* **The input**:
* * * *

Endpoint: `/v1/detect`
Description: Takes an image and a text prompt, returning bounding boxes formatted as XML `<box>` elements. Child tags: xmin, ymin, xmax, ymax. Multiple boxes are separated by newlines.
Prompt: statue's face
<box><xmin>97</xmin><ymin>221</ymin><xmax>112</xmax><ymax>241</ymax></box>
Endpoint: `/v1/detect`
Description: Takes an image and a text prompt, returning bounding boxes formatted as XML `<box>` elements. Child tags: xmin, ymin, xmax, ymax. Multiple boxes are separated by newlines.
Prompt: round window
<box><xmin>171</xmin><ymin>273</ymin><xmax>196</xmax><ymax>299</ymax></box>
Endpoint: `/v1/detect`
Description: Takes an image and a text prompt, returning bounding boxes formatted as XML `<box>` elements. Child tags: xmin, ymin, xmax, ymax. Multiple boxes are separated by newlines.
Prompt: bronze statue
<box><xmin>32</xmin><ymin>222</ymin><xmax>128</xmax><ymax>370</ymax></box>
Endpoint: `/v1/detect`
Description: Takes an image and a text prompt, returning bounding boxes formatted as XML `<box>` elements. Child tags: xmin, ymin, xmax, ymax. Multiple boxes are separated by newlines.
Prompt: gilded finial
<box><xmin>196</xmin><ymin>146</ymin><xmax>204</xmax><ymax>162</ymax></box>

* * * *

* **Exercise instructions**:
Rewrite all of the lines above, changing each "newlines" to "line breaks" and leaving everything else as it is.

* **Final answer**:
Endpoint: `/v1/detect`
Description: Takes an image and a text prompt, returning bounding boxes formatted as XML `<box>` elements. Child tags: xmin, ymin, xmax, ymax. Multiple boxes are separated by line breaks.
Prompt: statue's face
<box><xmin>97</xmin><ymin>221</ymin><xmax>112</xmax><ymax>241</ymax></box>
Endpoint: `/v1/detect`
Description: Takes an image and a text prompt, returning bounding boxes formatted as XML `<box>` elements. Child tags: xmin, ymin, xmax, ymax. Multiple boxes are separated by line breaks.
Prompt: round window
<box><xmin>171</xmin><ymin>273</ymin><xmax>196</xmax><ymax>299</ymax></box>
Endpoint: `/v1/detect`
Description: Takes an image and a text prompt, returning bounding boxes formatted as XML `<box>` elements. Child tags: xmin, ymin, xmax, ymax. Multiple boxes are separated by line breaks.
Prompt: bronze statue
<box><xmin>32</xmin><ymin>222</ymin><xmax>128</xmax><ymax>370</ymax></box>
Endpoint: `/v1/detect`
Description: Takes an image and a text prompt, returning bounding boxes formatted as XML `<box>` elements. Child tags: xmin, ymin, xmax, ymax. Multiple boxes are separated by line breaks.
Prompt: gilded finial
<box><xmin>196</xmin><ymin>146</ymin><xmax>204</xmax><ymax>162</ymax></box>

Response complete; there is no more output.